To be done → Turn the material below, from the line containing "out the logo" through the last line of the material, both ends included, into a numbered list that leaves out blank lines.

START Records for this task

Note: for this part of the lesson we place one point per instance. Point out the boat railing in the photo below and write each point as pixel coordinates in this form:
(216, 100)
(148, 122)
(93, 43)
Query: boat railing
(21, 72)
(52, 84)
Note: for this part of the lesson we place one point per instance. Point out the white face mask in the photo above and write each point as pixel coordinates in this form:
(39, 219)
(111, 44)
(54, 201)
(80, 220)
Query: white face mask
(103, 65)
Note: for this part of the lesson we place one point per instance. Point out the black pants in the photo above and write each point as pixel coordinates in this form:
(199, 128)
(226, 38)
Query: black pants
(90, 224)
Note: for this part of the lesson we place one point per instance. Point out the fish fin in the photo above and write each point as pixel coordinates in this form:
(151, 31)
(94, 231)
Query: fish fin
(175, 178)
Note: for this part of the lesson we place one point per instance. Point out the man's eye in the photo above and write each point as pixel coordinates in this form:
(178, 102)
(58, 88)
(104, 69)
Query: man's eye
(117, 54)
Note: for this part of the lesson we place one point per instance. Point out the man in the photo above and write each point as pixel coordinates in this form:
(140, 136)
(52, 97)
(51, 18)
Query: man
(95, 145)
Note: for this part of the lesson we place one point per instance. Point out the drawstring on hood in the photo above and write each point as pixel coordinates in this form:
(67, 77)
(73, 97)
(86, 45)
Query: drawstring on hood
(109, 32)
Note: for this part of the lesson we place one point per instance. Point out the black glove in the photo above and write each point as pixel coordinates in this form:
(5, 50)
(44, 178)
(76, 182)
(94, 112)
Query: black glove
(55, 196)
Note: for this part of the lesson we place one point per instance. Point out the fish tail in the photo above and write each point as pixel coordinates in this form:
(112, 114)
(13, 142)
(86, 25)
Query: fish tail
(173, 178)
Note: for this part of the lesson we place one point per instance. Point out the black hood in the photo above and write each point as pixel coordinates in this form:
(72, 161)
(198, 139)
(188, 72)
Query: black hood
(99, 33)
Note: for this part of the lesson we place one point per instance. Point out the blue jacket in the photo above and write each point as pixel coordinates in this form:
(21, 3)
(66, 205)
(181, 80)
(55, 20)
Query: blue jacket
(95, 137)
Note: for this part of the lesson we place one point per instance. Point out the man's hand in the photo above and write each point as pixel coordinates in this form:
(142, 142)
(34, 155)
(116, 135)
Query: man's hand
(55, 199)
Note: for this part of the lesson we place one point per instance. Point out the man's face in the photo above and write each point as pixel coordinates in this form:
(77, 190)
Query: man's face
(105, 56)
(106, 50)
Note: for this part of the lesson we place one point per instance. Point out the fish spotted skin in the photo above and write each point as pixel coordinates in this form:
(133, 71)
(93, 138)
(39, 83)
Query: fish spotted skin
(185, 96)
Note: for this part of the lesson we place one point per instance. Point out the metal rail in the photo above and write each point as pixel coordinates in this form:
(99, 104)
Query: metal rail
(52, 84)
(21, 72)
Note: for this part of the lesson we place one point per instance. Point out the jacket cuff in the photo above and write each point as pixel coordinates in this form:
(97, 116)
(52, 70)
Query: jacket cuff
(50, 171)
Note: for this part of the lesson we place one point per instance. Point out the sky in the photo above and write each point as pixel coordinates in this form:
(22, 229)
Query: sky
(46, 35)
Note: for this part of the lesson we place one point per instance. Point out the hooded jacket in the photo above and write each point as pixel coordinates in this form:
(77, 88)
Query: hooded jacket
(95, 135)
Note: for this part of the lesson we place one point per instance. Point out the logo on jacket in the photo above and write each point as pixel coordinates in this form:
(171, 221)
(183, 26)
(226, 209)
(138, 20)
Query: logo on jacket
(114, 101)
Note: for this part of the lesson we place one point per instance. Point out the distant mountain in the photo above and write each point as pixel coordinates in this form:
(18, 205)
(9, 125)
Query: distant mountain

END Records for this task

Finished exercise →
1. Note: for this part of the lesson we place one point per instance. Point out the logo on jacket in the photo above and write each point as pixel coordinates in this form:
2. (171, 221)
3. (183, 26)
4. (226, 209)
5. (138, 20)
6. Query: logo on jacket
7. (114, 101)
8. Note: for this part of the lesson we place one point per instance. Point out the distant mountain in the photo above and write each point as pixel coordinates in this form:
9. (18, 205)
10. (9, 125)
11. Query: distant mountain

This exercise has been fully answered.